What you will do:
The answer must be the full listing, restated word for word.

BEGIN Entries supplied

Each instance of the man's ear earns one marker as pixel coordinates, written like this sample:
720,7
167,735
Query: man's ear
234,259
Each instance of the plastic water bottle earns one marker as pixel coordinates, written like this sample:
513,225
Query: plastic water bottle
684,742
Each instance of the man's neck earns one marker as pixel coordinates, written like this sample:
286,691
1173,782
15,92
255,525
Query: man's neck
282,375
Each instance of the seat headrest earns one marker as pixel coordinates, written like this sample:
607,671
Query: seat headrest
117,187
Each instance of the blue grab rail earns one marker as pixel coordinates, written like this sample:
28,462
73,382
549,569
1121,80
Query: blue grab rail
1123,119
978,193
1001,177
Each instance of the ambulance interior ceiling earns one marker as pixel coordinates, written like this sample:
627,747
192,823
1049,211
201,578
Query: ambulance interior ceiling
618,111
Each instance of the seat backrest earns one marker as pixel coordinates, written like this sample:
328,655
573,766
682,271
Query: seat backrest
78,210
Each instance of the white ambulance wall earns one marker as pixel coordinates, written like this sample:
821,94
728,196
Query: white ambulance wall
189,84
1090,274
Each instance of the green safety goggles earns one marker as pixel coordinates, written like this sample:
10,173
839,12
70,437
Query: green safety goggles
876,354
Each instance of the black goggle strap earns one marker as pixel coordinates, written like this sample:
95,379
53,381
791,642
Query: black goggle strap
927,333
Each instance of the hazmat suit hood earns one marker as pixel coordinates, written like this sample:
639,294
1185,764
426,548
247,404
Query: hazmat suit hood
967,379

END Entries supplied

Task result:
Each instance of the man's ear earns one marker as pixel coordinates, written like this sample:
720,7
167,735
Query: man's ear
234,259
Each instance of the plastic water bottle earns one marker as pixel coordinates, written like this sample:
513,225
Query: plastic water bottle
684,742
Each instance of the man's neck earns one marker as pixel coordinates, written like this sample:
286,691
1173,782
15,92
255,525
Query: man's neck
282,375
Each instance of the seat headrest earns one marker as pixel coordinates, written like this sample:
607,671
Query: seat headrest
117,187
Each instance of the blue grab rail earns one marker as pixel coordinates, written like this sample:
28,462
73,382
549,569
1121,80
Query: blue grab rail
1123,119
978,193
1001,177
Each instance of the ambulance interior ceiling earns one marker as pixel coordinates, written like this sample:
627,747
192,823
1049,211
201,578
Query: ambulance interior ceiling
618,111
Each instance of the seat backrest earns one marker as pixel coordinates, written like this sample:
328,655
573,766
682,271
Query: seat backrest
78,210
Each instance of the white ambulance wall earns one marker as pixel coordinates, written like this sample:
821,94
728,196
Query: white ambulance wall
189,84
1090,274
Each instance of the green safety goggles earns one marker as pixel coordinates, written like this sample:
10,173
839,12
70,437
Query: green safety goggles
876,354
Each instance of the black goggle strap earns one marker as pixel coordinates, written like this sample:
95,379
53,381
791,642
Query: black goggle strap
927,333
Each instance of the hazmat suit hood earns one marker as pixel coordinates, written like this sample:
639,294
1185,764
426,548
247,404
Query: hazmat suit hood
967,379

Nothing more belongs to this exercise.